Data records
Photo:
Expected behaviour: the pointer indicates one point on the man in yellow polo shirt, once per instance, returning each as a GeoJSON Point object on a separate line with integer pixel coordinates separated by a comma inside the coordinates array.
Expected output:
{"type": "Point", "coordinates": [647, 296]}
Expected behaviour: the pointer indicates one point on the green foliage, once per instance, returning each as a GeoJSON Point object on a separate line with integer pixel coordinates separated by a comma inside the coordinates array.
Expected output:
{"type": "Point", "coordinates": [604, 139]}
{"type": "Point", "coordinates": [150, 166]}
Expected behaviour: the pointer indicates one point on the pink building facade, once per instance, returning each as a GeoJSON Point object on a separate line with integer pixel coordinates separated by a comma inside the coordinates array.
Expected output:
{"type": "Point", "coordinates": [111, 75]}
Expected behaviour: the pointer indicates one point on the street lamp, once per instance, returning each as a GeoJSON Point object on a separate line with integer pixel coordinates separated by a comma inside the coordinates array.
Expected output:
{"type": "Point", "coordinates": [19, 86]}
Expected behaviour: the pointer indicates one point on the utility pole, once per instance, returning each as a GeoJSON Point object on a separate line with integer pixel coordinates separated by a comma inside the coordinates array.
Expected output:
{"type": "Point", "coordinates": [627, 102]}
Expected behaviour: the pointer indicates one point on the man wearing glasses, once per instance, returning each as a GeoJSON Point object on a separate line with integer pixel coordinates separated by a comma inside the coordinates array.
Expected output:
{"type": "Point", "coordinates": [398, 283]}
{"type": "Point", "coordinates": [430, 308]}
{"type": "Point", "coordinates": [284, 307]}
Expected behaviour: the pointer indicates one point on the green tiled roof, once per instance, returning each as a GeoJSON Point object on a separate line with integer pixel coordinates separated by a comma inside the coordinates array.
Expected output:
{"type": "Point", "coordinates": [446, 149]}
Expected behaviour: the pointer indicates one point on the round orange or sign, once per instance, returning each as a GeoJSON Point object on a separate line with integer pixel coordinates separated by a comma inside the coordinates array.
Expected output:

**Description of the task**
Every entry should be output exactly as written, please.

**Answer to the problem**
Photo:
Expected behaviour: the pointer indicates one point on the man in yellow polo shirt, once per instance, returning each as a GeoJSON Point object on a separate line with integer pixel coordinates separated by a comma inside the coordinates array.
Expected output:
{"type": "Point", "coordinates": [647, 296]}
Expected behaviour: the pointer indicates one point on the green foliage, once per instance, returning each as a GeoJSON Point object on a separate line with integer pixel coordinates separated by a comma inside the coordinates array.
Expected output:
{"type": "Point", "coordinates": [604, 139]}
{"type": "Point", "coordinates": [150, 166]}
Expected behaviour: the pointer indicates one point on the pink building facade, once per instance, returning each as a GeoJSON Point object on a separate line with integer pixel coordinates separated by a comma inside the coordinates array.
Expected output:
{"type": "Point", "coordinates": [111, 75]}
Expected behaviour: the pointer indicates one point on the street lamp, once per instance, returning each as a GeoJSON Point object on a separate line with integer pixel coordinates separated by a comma inside the coordinates array.
Expected output:
{"type": "Point", "coordinates": [19, 86]}
Expected behaviour: the pointer indicates one point on the utility pole, once per instance, returning each as a GeoJSON Point object on a separate line with integer pixel coordinates separated by a comma inside the coordinates array.
Expected output:
{"type": "Point", "coordinates": [627, 102]}
Expected behaviour: the pointer indicates one point on the man wearing glasses, once per instance, returning each as a GeoJSON Point object on a separate line with integer pixel coordinates separated by a comma inside the coordinates array.
Expected output:
{"type": "Point", "coordinates": [398, 283]}
{"type": "Point", "coordinates": [430, 308]}
{"type": "Point", "coordinates": [284, 307]}
Expected behaviour: the pointer indicates one point on the green tiled roof, once per instance, returning each as a GeoJSON Point object on a separate line with integer pixel coordinates separated by a comma inside the coordinates array.
Expected output:
{"type": "Point", "coordinates": [446, 149]}
Expected behaviour: the pointer indicates one point on the round orange or sign, once per instance, returning each as a GeoJSON Point object on a separate line with integer pixel coordinates separated by a comma inside the coordinates array.
Expected output:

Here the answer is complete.